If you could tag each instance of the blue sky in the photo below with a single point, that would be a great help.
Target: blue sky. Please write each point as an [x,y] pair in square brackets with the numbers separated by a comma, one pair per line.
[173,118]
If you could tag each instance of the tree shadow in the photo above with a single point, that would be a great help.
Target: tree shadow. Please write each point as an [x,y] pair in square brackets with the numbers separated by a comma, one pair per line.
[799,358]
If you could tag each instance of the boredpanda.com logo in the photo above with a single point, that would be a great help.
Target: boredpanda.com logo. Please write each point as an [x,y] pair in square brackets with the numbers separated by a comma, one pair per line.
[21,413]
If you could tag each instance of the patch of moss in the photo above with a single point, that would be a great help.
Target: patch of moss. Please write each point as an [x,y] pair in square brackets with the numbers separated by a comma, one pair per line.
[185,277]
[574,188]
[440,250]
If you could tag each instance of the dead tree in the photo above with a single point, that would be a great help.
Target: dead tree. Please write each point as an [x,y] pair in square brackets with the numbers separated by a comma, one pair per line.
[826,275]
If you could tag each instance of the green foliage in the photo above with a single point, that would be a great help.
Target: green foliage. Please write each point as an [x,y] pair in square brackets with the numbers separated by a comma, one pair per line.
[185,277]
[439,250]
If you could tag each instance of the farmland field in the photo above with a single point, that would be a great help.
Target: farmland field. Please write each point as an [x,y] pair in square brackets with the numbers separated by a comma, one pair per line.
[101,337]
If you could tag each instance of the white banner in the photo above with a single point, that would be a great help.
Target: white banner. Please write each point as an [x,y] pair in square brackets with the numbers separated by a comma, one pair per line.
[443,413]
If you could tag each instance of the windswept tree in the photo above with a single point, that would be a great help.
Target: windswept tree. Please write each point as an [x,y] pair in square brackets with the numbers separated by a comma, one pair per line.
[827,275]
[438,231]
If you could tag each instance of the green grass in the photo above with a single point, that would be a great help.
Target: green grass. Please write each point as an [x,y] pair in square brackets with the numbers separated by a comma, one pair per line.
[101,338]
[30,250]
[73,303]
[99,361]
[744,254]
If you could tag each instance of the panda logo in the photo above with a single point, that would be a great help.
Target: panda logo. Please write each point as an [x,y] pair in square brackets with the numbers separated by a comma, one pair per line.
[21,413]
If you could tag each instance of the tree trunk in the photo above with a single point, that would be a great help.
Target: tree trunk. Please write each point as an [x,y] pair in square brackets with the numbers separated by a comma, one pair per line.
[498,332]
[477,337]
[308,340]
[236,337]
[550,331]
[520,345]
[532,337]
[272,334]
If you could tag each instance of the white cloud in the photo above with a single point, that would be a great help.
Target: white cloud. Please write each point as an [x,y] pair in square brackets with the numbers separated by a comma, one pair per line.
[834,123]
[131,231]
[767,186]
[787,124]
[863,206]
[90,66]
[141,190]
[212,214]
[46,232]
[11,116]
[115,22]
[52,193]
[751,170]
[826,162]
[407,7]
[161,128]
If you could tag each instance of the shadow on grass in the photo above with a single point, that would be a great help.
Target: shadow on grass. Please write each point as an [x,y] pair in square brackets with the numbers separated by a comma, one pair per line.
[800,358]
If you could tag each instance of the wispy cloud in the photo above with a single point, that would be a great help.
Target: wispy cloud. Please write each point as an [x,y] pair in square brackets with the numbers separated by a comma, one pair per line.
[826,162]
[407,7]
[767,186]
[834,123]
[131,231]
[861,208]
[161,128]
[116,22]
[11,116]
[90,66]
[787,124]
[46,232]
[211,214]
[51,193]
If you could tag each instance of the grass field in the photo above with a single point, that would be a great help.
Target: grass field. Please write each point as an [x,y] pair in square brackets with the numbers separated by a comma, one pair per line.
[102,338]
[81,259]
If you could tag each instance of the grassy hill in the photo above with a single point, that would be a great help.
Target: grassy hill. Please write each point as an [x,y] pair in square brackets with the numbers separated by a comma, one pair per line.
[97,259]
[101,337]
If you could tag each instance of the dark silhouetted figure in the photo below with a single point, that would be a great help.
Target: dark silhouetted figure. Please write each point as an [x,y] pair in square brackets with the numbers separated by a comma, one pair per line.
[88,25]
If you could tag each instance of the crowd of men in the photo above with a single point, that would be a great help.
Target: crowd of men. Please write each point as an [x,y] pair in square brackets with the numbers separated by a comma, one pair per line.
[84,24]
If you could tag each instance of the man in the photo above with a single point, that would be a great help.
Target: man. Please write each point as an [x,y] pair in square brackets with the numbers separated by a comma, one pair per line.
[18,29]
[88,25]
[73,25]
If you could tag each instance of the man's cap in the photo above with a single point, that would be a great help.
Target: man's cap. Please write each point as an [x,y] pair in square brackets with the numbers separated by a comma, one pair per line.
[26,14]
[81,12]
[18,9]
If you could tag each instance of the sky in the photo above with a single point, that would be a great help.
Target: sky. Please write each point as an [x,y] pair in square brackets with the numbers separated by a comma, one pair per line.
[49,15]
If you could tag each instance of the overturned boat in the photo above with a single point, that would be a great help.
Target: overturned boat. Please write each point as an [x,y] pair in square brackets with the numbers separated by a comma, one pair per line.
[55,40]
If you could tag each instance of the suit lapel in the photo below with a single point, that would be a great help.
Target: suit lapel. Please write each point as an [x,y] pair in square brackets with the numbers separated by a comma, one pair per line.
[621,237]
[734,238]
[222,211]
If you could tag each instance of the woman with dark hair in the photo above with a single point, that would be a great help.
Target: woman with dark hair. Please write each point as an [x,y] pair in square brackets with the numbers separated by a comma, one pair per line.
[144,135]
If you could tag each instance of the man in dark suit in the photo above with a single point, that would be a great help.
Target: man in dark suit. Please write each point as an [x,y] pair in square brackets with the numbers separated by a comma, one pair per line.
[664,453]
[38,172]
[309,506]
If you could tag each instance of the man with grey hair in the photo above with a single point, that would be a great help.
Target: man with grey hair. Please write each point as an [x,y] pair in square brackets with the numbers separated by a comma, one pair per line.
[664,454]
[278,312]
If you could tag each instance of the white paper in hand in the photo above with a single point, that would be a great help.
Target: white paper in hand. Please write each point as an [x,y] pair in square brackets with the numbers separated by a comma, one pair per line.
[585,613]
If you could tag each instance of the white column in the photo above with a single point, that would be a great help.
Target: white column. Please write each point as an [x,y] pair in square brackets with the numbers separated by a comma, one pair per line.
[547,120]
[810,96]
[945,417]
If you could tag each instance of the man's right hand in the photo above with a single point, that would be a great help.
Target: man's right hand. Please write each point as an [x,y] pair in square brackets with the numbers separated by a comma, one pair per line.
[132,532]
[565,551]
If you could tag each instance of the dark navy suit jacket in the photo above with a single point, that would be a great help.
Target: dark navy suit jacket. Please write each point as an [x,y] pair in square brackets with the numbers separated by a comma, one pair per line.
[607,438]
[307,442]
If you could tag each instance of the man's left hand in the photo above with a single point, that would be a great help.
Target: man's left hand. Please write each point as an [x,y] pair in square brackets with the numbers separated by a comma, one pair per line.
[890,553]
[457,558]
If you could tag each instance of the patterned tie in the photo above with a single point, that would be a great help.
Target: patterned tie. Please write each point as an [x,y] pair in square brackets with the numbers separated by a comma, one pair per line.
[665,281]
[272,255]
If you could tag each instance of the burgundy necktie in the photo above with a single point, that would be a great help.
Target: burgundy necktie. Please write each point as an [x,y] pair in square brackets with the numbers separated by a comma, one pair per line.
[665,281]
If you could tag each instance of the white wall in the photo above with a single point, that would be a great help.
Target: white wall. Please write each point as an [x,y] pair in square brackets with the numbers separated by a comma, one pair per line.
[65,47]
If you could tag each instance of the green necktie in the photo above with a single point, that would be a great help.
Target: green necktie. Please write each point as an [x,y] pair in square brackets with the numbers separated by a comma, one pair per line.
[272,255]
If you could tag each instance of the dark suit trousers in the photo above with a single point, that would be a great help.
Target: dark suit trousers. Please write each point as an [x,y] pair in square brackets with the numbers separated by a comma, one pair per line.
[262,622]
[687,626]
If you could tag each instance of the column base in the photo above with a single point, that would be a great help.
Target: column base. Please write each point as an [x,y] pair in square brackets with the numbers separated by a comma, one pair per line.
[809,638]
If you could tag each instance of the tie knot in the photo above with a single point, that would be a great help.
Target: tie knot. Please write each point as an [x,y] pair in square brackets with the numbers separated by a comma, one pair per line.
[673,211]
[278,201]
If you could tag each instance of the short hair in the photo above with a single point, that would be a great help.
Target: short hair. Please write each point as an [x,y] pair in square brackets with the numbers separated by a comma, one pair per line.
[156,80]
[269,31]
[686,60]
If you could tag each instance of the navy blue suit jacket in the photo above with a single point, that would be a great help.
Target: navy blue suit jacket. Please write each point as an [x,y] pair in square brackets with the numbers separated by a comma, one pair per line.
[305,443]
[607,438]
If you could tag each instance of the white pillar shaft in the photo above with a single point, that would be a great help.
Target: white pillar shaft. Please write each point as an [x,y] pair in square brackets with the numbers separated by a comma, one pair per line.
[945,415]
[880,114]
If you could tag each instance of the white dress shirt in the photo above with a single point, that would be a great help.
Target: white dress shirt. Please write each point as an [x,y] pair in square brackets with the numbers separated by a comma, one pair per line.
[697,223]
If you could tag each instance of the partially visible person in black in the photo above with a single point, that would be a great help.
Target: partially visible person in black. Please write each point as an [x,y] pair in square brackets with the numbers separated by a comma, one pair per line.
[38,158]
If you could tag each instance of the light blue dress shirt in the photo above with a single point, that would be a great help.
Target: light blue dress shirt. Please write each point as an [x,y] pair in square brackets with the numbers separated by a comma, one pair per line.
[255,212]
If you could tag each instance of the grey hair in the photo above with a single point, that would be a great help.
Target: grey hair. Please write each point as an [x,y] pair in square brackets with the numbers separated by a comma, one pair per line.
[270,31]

+ + + +

= Task to complete =
Restate the final lines of the listing above word for word, beginning at the line that contains "If you could tag each instance of the partially".

= Task solution =
If you could tag each instance of the partially visible person in black in the photo above with a single point, that would be a great help.
Target: partially visible person in black. Please write each point as an [x,y] pair in square brackets with the numbers separated by a comma, one pair per line.
[38,158]
If you could tag each instance of the light blue dress shirt in the photo above with a single point, that would be a great help.
Target: light blue dress shirt. Please write each point as an [x,y] pair in square brackets with the numbers separated by a comma, one pair per line.
[255,212]
If you could tag each instance of the grey hair in the photo above with a single point, that would be a great help.
Target: grey hair. Please write each point as an [x,y] pair in square brackets with the numbers separated by a comma, one pair per line.
[270,31]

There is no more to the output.